(Task to complete) Return each line from the rows below in which the word "window" appears.

(Material)
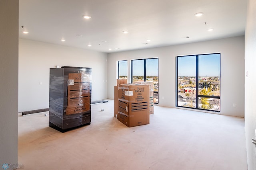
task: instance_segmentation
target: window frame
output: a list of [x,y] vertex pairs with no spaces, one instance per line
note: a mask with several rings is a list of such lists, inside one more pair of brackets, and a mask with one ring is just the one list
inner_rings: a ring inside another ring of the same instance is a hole
[[159,103],[159,97],[158,96],[158,90],[159,90],[159,59],[158,58],[147,58],[147,59],[134,59],[134,60],[131,60],[131,82],[132,82],[132,83],[133,82],[133,61],[138,61],[138,60],[144,60],[144,82],[146,82],[146,60],[149,60],[149,59],[157,59],[158,60],[158,66],[157,66],[158,67],[158,91],[157,92],[154,92],[154,94],[157,94],[157,95],[158,95],[158,102],[157,103],[154,103],[154,104],[158,104]]
[[119,79],[119,68],[120,68],[120,65],[119,65],[119,62],[122,62],[122,61],[126,61],[126,72],[127,72],[127,75],[126,76],[127,77],[127,79],[128,79],[128,70],[127,70],[127,68],[128,68],[128,60],[120,60],[120,61],[118,61],[118,68],[117,68],[117,70],[118,70],[118,72],[117,72],[117,79]]

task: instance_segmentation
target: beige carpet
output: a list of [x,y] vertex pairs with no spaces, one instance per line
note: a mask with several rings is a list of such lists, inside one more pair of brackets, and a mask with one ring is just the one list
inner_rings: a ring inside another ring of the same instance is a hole
[[48,112],[19,113],[19,163],[33,170],[247,169],[243,118],[155,106],[150,124],[129,128],[113,111],[112,100],[93,105],[91,124],[65,133],[48,126]]

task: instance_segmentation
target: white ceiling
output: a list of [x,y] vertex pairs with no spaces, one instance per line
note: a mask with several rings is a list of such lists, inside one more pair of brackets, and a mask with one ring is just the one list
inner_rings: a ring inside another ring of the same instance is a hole
[[[108,53],[244,35],[247,8],[246,0],[20,0],[19,4],[20,38]],[[204,14],[194,15],[200,12]],[[92,18],[86,20],[84,15]]]

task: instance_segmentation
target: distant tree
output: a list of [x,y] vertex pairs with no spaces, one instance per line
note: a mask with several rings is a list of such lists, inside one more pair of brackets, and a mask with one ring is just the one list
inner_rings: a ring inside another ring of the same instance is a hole
[[189,107],[195,107],[196,104],[193,102],[193,100],[195,98],[195,94],[192,93],[186,93],[185,96],[187,97],[186,104],[183,105],[184,106]]
[[[207,89],[204,88],[201,92],[200,94],[202,95],[210,96],[212,94],[211,92],[212,90],[210,88],[207,88]],[[202,105],[201,107],[204,109],[211,109],[213,107],[213,106],[210,104],[210,102],[208,101],[209,98],[201,98],[201,104]]]

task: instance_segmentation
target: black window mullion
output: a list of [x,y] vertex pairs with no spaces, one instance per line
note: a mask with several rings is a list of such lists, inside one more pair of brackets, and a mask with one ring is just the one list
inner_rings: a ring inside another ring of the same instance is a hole
[[199,86],[199,79],[198,77],[199,69],[198,69],[198,55],[196,56],[196,108],[198,109],[199,107],[199,99],[198,99],[198,87]]
[[146,59],[144,59],[144,81],[146,82]]
[[119,79],[119,61],[118,61],[118,73],[117,74],[118,74],[117,75],[117,76],[118,76],[118,77],[117,77],[118,78],[117,78]]
[[132,68],[132,63],[133,63],[133,60],[132,60],[132,63],[131,64],[131,83],[133,83],[133,79],[132,79],[132,77],[133,77],[133,76],[132,76],[132,70],[133,70],[133,68]]

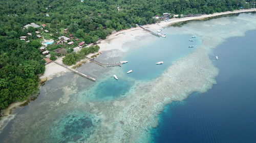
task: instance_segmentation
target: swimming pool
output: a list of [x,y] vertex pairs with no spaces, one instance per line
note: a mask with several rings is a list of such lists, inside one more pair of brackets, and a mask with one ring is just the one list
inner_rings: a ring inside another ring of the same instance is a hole
[[52,44],[52,43],[53,43],[53,42],[54,42],[54,41],[52,41],[50,42],[45,42],[44,43],[44,44],[46,44],[46,45],[50,45],[50,44]]

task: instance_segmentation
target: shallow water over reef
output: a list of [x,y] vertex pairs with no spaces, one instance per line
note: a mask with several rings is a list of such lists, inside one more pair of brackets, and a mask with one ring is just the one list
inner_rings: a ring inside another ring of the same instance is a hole
[[[104,68],[87,63],[77,69],[96,78],[96,82],[72,73],[48,81],[41,87],[36,100],[14,110],[16,116],[2,131],[0,140],[150,142],[150,131],[157,126],[158,114],[166,104],[184,100],[192,93],[205,92],[218,84],[215,77],[219,71],[214,64],[216,53],[212,48],[230,37],[243,36],[255,29],[256,15],[248,13],[166,28],[163,31],[167,36],[165,39],[150,34],[138,37],[138,40],[123,45],[124,48],[131,47],[127,53],[109,51],[97,59],[104,63],[129,61],[121,67]],[[198,36],[199,41],[194,42],[198,42],[198,46],[191,49],[188,39],[194,35]],[[157,46],[164,44],[165,46]],[[139,56],[143,57],[137,59]],[[155,63],[161,61],[164,64],[157,66]],[[142,62],[137,64],[137,61]],[[130,70],[134,72],[127,74]],[[118,81],[113,74],[118,76]]]

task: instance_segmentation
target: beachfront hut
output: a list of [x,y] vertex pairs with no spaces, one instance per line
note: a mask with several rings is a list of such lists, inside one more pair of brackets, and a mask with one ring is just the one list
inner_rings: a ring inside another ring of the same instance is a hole
[[68,41],[70,39],[69,38],[68,38],[64,36],[60,36],[59,38],[58,38],[58,39],[60,40],[63,40],[63,41],[65,42],[68,42]]
[[68,43],[68,44],[69,44],[70,45],[73,45],[73,44],[74,44],[74,42],[73,42],[73,41],[69,42],[69,43]]
[[20,39],[22,40],[26,40],[27,39],[27,36],[20,36],[20,37],[19,37],[19,39]]
[[74,48],[74,49],[73,49],[74,50],[74,51],[77,52],[77,51],[78,51],[80,49],[80,47],[76,47],[75,48]]

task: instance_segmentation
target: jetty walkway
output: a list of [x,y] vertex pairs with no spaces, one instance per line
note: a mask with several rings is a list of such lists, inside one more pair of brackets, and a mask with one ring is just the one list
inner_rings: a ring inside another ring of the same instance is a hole
[[114,64],[103,64],[99,62],[98,62],[96,60],[95,60],[93,59],[90,58],[89,57],[86,57],[88,59],[90,60],[91,62],[94,63],[96,64],[98,64],[101,66],[102,66],[103,67],[114,67],[114,66],[121,66],[122,64],[121,63],[114,63]]
[[81,76],[82,76],[82,77],[84,77],[86,78],[87,78],[87,79],[89,79],[90,80],[92,80],[93,81],[94,81],[94,82],[96,81],[96,79],[93,78],[92,78],[91,77],[90,77],[90,76],[89,76],[88,75],[86,75],[84,74],[83,73],[80,73],[80,72],[79,72],[78,71],[74,70],[73,70],[73,69],[69,68],[69,67],[68,67],[68,66],[67,66],[66,65],[63,65],[62,64],[60,64],[59,63],[56,62],[55,61],[52,61],[52,62],[54,62],[54,63],[56,63],[56,64],[58,64],[58,65],[60,65],[60,66],[62,66],[62,67],[65,67],[65,68],[67,68],[67,69],[69,69],[69,70],[70,70],[71,71],[72,71],[74,73],[76,73],[76,74],[78,74],[78,75],[80,75]]
[[158,33],[157,33],[156,32],[153,32],[152,31],[151,31],[149,29],[148,29],[147,28],[145,28],[145,27],[143,27],[143,26],[142,26],[141,25],[139,25],[139,26],[140,26],[140,27],[142,28],[143,30],[144,30],[145,31],[146,31],[147,32],[150,32],[152,35],[155,35],[155,36],[156,36],[157,37],[160,37],[160,36],[159,36],[159,35],[158,35]]

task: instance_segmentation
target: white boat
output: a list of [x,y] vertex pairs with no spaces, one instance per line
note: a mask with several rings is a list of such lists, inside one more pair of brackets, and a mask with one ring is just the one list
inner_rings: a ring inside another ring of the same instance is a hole
[[127,73],[130,73],[132,72],[133,72],[133,70],[130,70],[130,71],[129,71],[127,72]]
[[159,30],[157,31],[157,32],[159,32],[159,33],[160,33],[162,32],[162,30]]
[[159,62],[156,63],[157,65],[161,65],[163,64],[163,62]]
[[123,64],[128,63],[128,61],[121,61],[120,62],[120,63],[122,64]]
[[114,78],[115,78],[115,79],[116,79],[116,80],[118,80],[118,78],[117,78],[117,76],[116,76],[116,75],[113,75],[113,76],[114,77]]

(Answer to the task)
target: window frame
target: black window mullion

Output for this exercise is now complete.